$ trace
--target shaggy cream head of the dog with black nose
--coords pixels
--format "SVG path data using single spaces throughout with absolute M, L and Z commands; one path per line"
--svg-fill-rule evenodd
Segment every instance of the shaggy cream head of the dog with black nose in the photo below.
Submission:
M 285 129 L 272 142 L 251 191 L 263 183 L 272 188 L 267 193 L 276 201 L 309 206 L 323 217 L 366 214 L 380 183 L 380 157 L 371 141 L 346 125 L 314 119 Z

-----

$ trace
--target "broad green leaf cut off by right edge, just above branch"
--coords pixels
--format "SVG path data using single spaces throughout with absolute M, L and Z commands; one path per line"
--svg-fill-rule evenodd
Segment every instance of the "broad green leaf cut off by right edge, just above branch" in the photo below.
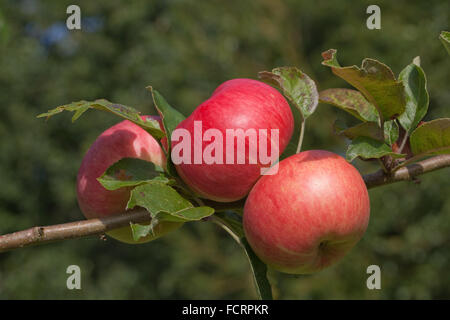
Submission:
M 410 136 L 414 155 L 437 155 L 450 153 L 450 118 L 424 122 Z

-----

# What the exercise asks
Could you count how many lines of the listing above contain the word "head" and give only that number?

# Solution to this problem
2